**ISTRUZIONI:**
A. Elenca, per favore, le categorie di pubblico che l'estratto indica tra parentesi.
B. Riporta il passo dell'estratto da "La sala è pienissima, le" a "vero o meno.", rinominando "la libertà di stampa" in "la libertà di informazione".
C. Riassumi in forma più breve il paragrafo dell'estratto che comincia con "La sala è pienissima", conservandone i fatti principali.

La sala è pienissima, le domande fioccano e Randall risponde in maniera esauriente e ironica, non dimenticando di lasciare la sua solidarietà a chi domani manifesterà per la libertà di stampa. Qualcuno chiede chi controllerà le fonti – questione più che ricorrente da Platone in giù. Randall risponde “nessuno” ribadendo che il problema dell’affidabilità vale per tutti, anche per i media mainstream e che è sempre l’esperienza del pubblico (di chi legge, di chi guarda, di chi ascolta) a poter dire se qualcosa è vero o meno.

**DATI REGISTRATI:**
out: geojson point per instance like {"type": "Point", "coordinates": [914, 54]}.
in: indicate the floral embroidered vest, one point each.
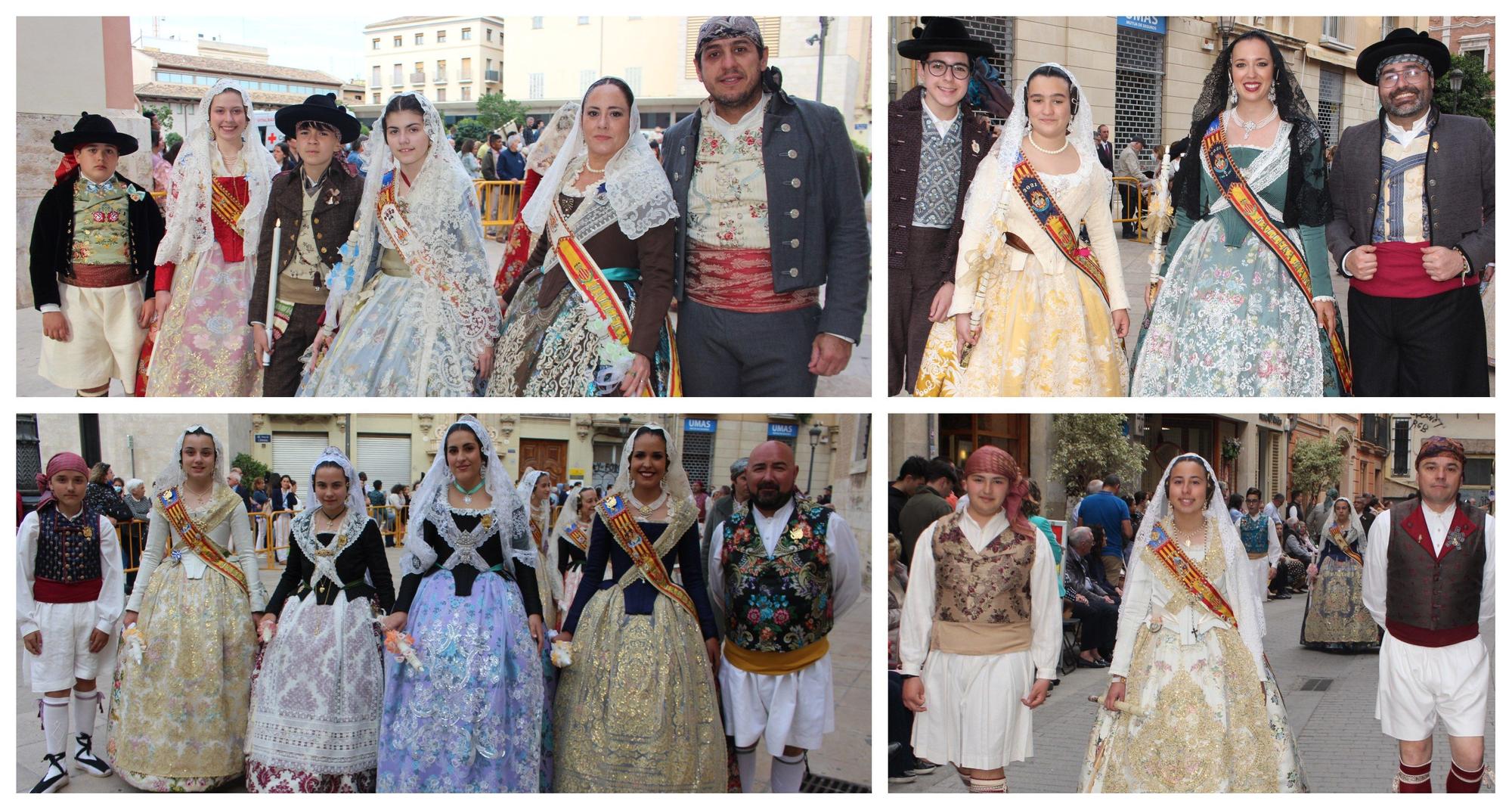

**RISPOSTE:**
A. chi legge, chi guarda, chi ascolta

B.
La sala è pienissima, le domande fioccano e Randall risponde in maniera esauriente e ironica, non dimenticando di lasciare la sua solidarietà a chi domani manifesterà per la libertà di informazione. Qualcuno chiede chi controllerà le fonti – questione più che ricorrente da Platone in giù. Randall risponde “nessuno” ribadendo che il problema dell’affidabilità vale per tutti, anche per i media mainstream e che è sempre l’esperienza del pubblico (di chi legge, di chi guarda, di chi ascolta) a poter dire se qualcosa è vero o meno.

C. La sala è pienissima e le domande sono molte. Randall risponde in modo esauriente e ironico ed esprime solidarietà a chi domani manifesterà per la libertà di stampa. A chi gli chiede chi controllerà le fonti risponde "nessuno". Spiega che il problema dell'affidabilità riguarda tutti, media mainstream compresi, e che è sempre l'esperienza del pubblico a dire se qualcosa è vero o no.